**PROBLEM TO SOLVE**
Convert every line of the items below into a Markdown table with the columns Row and Line. Number the rows in order and omit blank lines.

━━ RECORD SET

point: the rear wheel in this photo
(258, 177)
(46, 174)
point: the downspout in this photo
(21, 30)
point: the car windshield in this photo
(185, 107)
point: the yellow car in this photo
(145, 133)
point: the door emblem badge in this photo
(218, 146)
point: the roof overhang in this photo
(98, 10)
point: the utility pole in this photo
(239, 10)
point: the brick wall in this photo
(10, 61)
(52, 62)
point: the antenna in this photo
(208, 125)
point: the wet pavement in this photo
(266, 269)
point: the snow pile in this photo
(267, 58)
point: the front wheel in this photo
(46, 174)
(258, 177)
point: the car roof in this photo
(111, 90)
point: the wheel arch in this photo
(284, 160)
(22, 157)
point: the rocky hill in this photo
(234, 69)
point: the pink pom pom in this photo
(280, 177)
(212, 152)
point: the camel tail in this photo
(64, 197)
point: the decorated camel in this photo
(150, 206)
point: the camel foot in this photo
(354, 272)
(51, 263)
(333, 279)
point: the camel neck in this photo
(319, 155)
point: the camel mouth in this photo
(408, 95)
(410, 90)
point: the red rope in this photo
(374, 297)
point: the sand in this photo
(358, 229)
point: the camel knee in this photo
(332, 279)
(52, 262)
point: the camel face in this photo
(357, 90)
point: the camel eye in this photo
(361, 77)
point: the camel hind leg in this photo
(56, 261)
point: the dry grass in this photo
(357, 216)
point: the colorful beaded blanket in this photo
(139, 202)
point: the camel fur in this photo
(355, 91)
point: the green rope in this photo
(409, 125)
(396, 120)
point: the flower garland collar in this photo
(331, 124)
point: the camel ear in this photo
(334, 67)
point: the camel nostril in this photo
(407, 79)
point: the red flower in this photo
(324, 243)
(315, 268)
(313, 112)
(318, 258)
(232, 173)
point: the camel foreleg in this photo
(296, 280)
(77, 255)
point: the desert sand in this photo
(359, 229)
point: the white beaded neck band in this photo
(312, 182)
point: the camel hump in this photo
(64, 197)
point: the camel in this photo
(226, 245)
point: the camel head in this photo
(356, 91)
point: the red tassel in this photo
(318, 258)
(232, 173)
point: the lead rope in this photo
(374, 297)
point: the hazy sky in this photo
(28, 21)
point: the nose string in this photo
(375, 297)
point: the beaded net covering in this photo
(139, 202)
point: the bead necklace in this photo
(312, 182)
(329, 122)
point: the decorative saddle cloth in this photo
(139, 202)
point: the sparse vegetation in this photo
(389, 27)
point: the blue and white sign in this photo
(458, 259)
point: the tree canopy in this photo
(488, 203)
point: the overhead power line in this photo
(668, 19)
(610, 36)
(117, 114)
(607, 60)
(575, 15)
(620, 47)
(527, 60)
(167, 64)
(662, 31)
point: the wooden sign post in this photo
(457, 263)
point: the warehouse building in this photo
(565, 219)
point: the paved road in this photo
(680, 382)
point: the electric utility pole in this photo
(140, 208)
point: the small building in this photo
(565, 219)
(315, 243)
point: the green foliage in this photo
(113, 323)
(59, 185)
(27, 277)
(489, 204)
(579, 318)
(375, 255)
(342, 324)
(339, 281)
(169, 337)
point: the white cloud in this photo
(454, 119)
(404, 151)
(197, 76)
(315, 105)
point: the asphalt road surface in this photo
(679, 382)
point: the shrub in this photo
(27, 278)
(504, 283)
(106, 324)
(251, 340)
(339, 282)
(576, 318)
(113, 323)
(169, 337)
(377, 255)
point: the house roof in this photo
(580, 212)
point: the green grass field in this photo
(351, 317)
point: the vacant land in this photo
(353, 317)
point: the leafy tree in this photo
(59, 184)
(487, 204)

━━━━

**THE RESPONSE**
| Row | Line |
|---|---|
| 1 | point: the rear wheel in this photo |
| 2 | (258, 177) |
| 3 | (46, 174) |
| 4 | point: the downspout in this photo |
| 5 | (21, 30) |
| 6 | point: the car windshield in this photo |
| 7 | (185, 107) |
| 8 | point: the yellow car in this photo |
| 9 | (145, 133) |
| 10 | point: the door emblem badge in this photo |
| 11 | (218, 146) |
| 12 | point: the roof overhang in this photo |
| 13 | (98, 10) |
| 14 | point: the utility pole in this photo |
| 15 | (239, 10) |
| 16 | point: the brick wall in this photo |
| 17 | (10, 61) |
| 18 | (52, 62) |
| 19 | point: the antenna in this photo |
| 20 | (208, 125) |
| 21 | point: the wet pavement in this photo |
| 22 | (266, 269) |
| 23 | point: the snow pile in this photo |
| 24 | (267, 58) |
| 25 | point: the front wheel in this photo |
| 26 | (46, 174) |
| 27 | (258, 177) |
| 28 | point: the car roof in this photo |
| 29 | (111, 90) |
| 30 | point: the wheel arch in this photo |
| 31 | (284, 160) |
| 32 | (22, 157) |
| 33 | point: the rocky hill in this photo |
| 34 | (234, 69) |
| 35 | point: the pink pom pom in this photo |
| 36 | (280, 177) |
| 37 | (212, 152) |
| 38 | point: the camel tail in this photo |
| 39 | (64, 197) |
| 40 | point: the decorated camel in this photo |
| 41 | (150, 206) |
| 42 | point: the camel foot in this photo |
| 43 | (354, 272) |
| 44 | (51, 263) |
| 45 | (333, 279) |
| 46 | point: the camel neck in this photo |
| 47 | (319, 155) |
| 48 | point: the camel mouth in this photo |
| 49 | (408, 95) |
| 50 | (410, 90) |
| 51 | point: the red rope in this photo |
| 52 | (374, 297) |
| 53 | point: the sand in this photo |
| 54 | (358, 229) |
| 55 | point: the camel knee in this photo |
| 56 | (332, 279) |
| 57 | (52, 262) |
| 58 | point: the camel face in this photo |
| 59 | (357, 90) |
| 60 | point: the camel eye in this photo |
| 61 | (361, 77) |
| 62 | point: the camel hind leg in this photo |
| 63 | (56, 261) |
| 64 | point: the dry grass in this photo |
| 65 | (357, 216) |
| 66 | point: the colorful beaded blanket in this photo |
| 67 | (139, 202) |
| 68 | point: the camel fur in this photo |
| 69 | (355, 91) |
| 70 | point: the green rope in this photo |
| 71 | (409, 125) |
| 72 | (396, 120) |
| 73 | point: the flower garland collar in this photo |
| 74 | (331, 124) |
| 75 | point: the camel ear in this photo |
| 76 | (334, 67) |
| 77 | point: the camel nostril in this photo |
| 78 | (407, 79) |
| 79 | point: the red flower in this photo |
| 80 | (324, 243) |
| 81 | (315, 268) |
| 82 | (313, 112) |
| 83 | (318, 258) |
| 84 | (232, 173) |
| 85 | point: the camel foreleg in this photo |
| 86 | (296, 280) |
| 87 | (77, 255) |
| 88 | point: the desert sand in this photo |
| 89 | (359, 229) |
| 90 | point: the white beaded neck band in this photo |
| 91 | (312, 182) |
| 92 | point: the camel hump in this photo |
| 93 | (64, 197) |
| 94 | point: the camel in this photo |
| 95 | (226, 245) |
| 96 | point: the camel head in this photo |
| 97 | (356, 91) |
| 98 | point: the red tassel in this photo |
| 99 | (318, 258) |
| 100 | (232, 173) |
| 101 | point: the lead rope in this photo |
| 102 | (374, 297) |
| 103 | point: the hazy sky in this photo |
| 104 | (28, 21) |
| 105 | point: the nose string in this photo |
| 106 | (375, 297) |
| 107 | point: the beaded net covering in this photo |
| 108 | (139, 202) |
| 109 | point: the bead necklace in this photo |
| 110 | (312, 182) |
| 111 | (329, 122) |
| 112 | point: the decorative saddle cloth in this photo |
| 113 | (139, 202) |
| 114 | point: the sparse vegetation in this photo |
| 115 | (389, 27) |
| 116 | point: the blue and white sign in this photo |
| 117 | (458, 259) |
| 118 | point: the tree canopy in this photo |
| 119 | (488, 203) |
| 120 | point: the overhead power line in this photo |
| 121 | (668, 19) |
| 122 | (610, 36) |
| 123 | (117, 114) |
| 124 | (607, 60) |
| 125 | (575, 15) |
| 126 | (620, 47) |
| 127 | (527, 60) |
| 128 | (167, 64) |
| 129 | (662, 31) |
| 130 | point: the wooden sign post in this photo |
| 131 | (457, 263) |
| 132 | point: the warehouse building in this photo |
| 133 | (565, 219) |
| 134 | point: the paved road in this photo |
| 135 | (680, 382) |
| 136 | point: the electric utility pole in this photo |
| 137 | (140, 208) |
| 138 | point: the small building in this photo |
| 139 | (565, 219) |
| 140 | (315, 243) |
| 141 | point: the green foliage in this photo |
| 142 | (113, 323) |
| 143 | (59, 185) |
| 144 | (27, 277) |
| 145 | (489, 204) |
| 146 | (579, 318) |
| 147 | (375, 255) |
| 148 | (342, 324) |
| 149 | (339, 281) |
| 150 | (169, 337) |
| 151 | point: the white cloud in this photo |
| 152 | (454, 119) |
| 153 | (404, 151) |
| 154 | (197, 76) |
| 155 | (315, 105) |
| 156 | point: the asphalt road surface in this photo |
| 157 | (679, 382) |
| 158 | point: the shrub in this photo |
| 159 | (27, 278) |
| 160 | (504, 283) |
| 161 | (106, 324) |
| 162 | (251, 340) |
| 163 | (339, 282) |
| 164 | (576, 318) |
| 165 | (113, 323) |
| 166 | (169, 337) |
| 167 | (377, 255) |
| 168 | point: the house roof in this photo |
| 169 | (580, 212) |
| 170 | point: the green grass field in this photo |
| 171 | (351, 317) |
| 172 | point: the vacant land in this photo |
| 173 | (353, 317) |
| 174 | point: the leafy tree in this photo |
| 175 | (59, 184) |
| 176 | (487, 204) |